Task to complete
Output the lines from the one containing "For every instance of the speckled" through the end of the items below as a JSON list of strings, one string per line, with blank lines left out.

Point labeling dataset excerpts
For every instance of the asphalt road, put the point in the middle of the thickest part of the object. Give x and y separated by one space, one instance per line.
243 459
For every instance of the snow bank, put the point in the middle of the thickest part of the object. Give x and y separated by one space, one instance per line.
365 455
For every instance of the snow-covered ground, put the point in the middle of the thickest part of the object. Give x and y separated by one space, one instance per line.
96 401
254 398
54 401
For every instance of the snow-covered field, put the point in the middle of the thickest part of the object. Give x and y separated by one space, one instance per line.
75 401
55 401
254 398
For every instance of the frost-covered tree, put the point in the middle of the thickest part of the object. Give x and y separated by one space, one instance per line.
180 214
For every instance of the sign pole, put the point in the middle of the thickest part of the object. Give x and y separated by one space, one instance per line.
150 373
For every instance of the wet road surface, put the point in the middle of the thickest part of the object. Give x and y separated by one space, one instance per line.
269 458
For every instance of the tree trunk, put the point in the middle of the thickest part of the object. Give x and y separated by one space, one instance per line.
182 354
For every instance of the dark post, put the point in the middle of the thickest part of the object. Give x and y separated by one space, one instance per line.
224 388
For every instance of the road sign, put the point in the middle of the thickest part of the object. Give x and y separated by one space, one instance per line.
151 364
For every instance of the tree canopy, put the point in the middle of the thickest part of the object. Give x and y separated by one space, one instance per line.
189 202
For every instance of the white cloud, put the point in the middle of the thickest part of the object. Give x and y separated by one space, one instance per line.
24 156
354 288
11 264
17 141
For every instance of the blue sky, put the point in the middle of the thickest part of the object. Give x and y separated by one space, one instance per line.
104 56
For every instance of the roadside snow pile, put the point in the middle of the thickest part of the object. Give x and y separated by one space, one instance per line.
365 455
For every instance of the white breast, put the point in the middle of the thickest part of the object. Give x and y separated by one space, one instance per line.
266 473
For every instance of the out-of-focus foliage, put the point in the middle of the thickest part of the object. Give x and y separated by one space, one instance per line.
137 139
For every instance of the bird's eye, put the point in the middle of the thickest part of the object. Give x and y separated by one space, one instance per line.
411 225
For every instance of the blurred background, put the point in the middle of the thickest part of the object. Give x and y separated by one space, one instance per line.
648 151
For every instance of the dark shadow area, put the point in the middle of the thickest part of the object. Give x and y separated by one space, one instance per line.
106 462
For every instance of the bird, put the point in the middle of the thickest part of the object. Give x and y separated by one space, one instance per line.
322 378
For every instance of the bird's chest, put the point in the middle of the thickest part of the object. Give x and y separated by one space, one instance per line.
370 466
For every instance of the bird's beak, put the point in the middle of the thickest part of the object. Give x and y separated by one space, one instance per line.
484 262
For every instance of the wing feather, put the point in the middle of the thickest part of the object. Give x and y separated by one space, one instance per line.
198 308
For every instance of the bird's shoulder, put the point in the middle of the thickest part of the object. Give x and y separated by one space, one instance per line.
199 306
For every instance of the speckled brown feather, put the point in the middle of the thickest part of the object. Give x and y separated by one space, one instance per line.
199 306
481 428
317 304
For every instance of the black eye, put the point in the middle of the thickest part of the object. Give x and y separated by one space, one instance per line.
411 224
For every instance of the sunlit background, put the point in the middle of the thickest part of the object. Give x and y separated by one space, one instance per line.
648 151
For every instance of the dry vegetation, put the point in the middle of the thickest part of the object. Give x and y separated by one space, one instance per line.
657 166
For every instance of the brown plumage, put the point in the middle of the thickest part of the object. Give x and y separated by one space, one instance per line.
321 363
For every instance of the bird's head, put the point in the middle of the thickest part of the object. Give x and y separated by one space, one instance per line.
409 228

In response
[
  "For every instance of the speckled brown feather, put the point in the middle of the thickest part of the object. Give x and y separated by one space, one instance per line.",
  "199 306",
  "481 428",
  "317 304",
  "For every instance of the black eye, put the point in the middle of the thickest part of the object. Give x and y separated by one space, one instance per line.",
  "411 224",
  "For every instance of the sunlit background, put the point in the middle of the thickest part of the object. Give x and y separated by one space, one instance per line.",
  "648 151",
  "For every instance of the dry vegetation, put the point in the middle of the thickest part of the object. Give x and y separated by one space, one instance per line.",
  "657 166",
  "For every instance of the brown plumage, put the point in the middle of the thickest part of the object. Give x and y separated by one space, one instance per line.",
  "321 363",
  "For every instance of the bird's head, put the point in the middle of the thickest part of the object. Give x and y separated by one space, one instance per line.",
  "409 228"
]